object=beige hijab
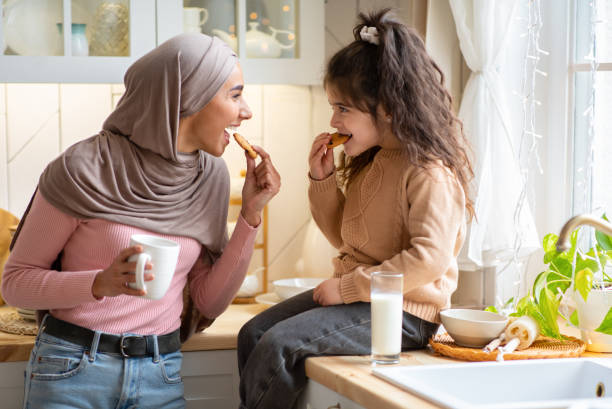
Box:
[39,34,237,262]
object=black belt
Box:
[43,314,181,358]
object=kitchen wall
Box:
[0,0,461,292]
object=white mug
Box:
[183,7,208,33]
[129,234,181,300]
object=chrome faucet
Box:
[557,214,612,253]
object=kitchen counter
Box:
[0,304,612,409]
[0,304,268,362]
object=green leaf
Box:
[549,256,572,278]
[534,288,561,338]
[595,308,612,335]
[570,310,580,327]
[575,268,593,302]
[576,249,599,272]
[542,233,559,255]
[531,270,554,302]
[595,213,612,251]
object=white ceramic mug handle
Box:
[136,253,151,291]
[200,8,208,26]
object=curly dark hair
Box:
[324,8,474,217]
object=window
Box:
[570,0,612,216]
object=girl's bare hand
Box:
[91,245,153,298]
[308,132,336,180]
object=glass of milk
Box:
[370,271,403,364]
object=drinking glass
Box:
[370,271,403,364]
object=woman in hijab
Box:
[2,34,280,408]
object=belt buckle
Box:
[119,335,138,358]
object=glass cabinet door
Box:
[0,0,64,55]
[182,0,238,53]
[245,0,299,58]
[0,0,130,57]
[0,0,157,83]
[80,0,131,57]
[182,0,299,58]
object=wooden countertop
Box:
[0,304,612,409]
[0,304,268,362]
[306,350,458,409]
[306,325,612,409]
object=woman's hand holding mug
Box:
[91,245,153,299]
[241,146,281,226]
[92,234,180,300]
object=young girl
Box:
[238,9,472,409]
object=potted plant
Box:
[502,215,612,352]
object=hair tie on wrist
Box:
[359,26,379,45]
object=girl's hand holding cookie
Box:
[241,145,281,226]
[308,132,336,180]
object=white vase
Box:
[574,289,612,352]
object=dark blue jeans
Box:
[238,290,438,409]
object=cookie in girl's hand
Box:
[327,132,351,149]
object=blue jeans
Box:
[238,290,438,409]
[23,316,185,409]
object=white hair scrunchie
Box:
[359,26,378,45]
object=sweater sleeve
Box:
[2,193,99,309]
[308,172,345,249]
[340,168,465,303]
[189,215,259,319]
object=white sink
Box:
[372,358,612,409]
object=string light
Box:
[572,0,605,281]
[496,0,549,310]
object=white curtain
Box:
[449,0,539,270]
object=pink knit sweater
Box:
[2,194,257,335]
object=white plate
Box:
[255,293,282,305]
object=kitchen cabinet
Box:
[158,0,325,85]
[0,0,156,83]
[0,0,324,84]
[296,379,366,409]
[0,350,240,409]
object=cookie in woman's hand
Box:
[234,132,257,159]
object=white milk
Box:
[371,293,403,355]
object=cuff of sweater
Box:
[234,213,263,233]
[308,171,338,193]
[79,270,105,304]
[340,273,361,304]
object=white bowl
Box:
[273,278,324,300]
[440,308,508,348]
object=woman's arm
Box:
[189,215,258,318]
[2,192,98,309]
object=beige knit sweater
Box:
[308,149,466,322]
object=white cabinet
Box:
[0,0,156,83]
[296,379,366,409]
[0,349,240,409]
[0,0,325,84]
[157,0,325,85]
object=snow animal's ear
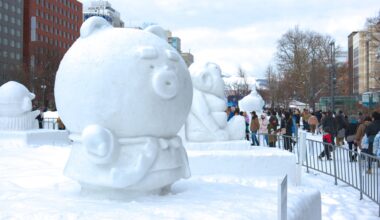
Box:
[80,16,112,38]
[21,97,32,112]
[29,93,36,100]
[144,25,167,41]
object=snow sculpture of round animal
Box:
[0,81,40,130]
[55,17,192,192]
[185,63,229,142]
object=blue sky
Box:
[81,0,380,78]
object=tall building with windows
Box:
[23,0,83,106]
[166,31,194,67]
[348,29,380,95]
[83,0,124,27]
[0,0,24,85]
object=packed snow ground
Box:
[0,140,379,220]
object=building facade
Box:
[83,0,124,27]
[23,0,83,107]
[348,31,380,95]
[0,0,24,85]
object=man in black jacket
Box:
[322,111,337,145]
[365,112,380,173]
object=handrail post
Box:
[298,131,309,173]
[331,145,338,185]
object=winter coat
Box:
[302,112,311,121]
[259,115,269,134]
[307,115,318,125]
[365,120,380,143]
[336,114,347,131]
[355,121,371,147]
[373,132,380,157]
[250,117,260,132]
[267,122,277,143]
[322,115,337,135]
[345,122,358,142]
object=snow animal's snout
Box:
[152,67,178,99]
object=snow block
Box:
[188,147,299,185]
[184,140,251,151]
[0,129,70,147]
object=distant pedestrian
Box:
[345,116,359,162]
[365,111,380,174]
[307,113,318,135]
[318,127,333,160]
[250,111,260,146]
[259,113,269,144]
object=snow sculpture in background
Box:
[239,86,265,114]
[185,63,245,142]
[227,115,245,140]
[0,81,40,131]
[55,17,192,192]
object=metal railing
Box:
[258,132,380,217]
[42,118,58,130]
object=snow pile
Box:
[239,87,265,114]
[54,16,192,192]
[0,146,320,220]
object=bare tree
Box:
[225,67,251,100]
[366,10,380,89]
[276,26,331,108]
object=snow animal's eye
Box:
[166,50,179,62]
[137,47,158,60]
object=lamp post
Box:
[330,41,336,112]
[41,84,46,108]
[365,32,371,92]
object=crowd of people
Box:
[227,107,380,173]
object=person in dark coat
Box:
[365,112,380,173]
[322,111,337,145]
[283,112,293,152]
[335,111,347,146]
[345,116,359,162]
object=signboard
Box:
[277,175,288,220]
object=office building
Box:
[83,0,124,27]
[0,0,24,85]
[23,0,83,106]
[348,27,380,95]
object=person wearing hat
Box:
[250,111,260,146]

------------------------------------------------------------

» Task instructions
Repeat the entries verbatim, beginning with the line that contains "object=chrome faucet" and ending with the line that contains "[324,8,474,217]", with both of those lines included.

» The completed task
object=chrome faucet
Box:
[557,214,612,253]
object=kitchen counter
Box:
[0,304,612,409]
[0,304,268,362]
object=green leaf
Box:
[549,256,572,278]
[534,288,561,338]
[595,308,612,335]
[570,310,580,327]
[575,268,593,302]
[576,249,599,272]
[542,233,559,255]
[531,270,554,302]
[595,213,612,251]
object=white ceramic mug handle
Box:
[136,253,151,291]
[200,8,208,26]
object=curly dark hair
Box:
[324,8,474,217]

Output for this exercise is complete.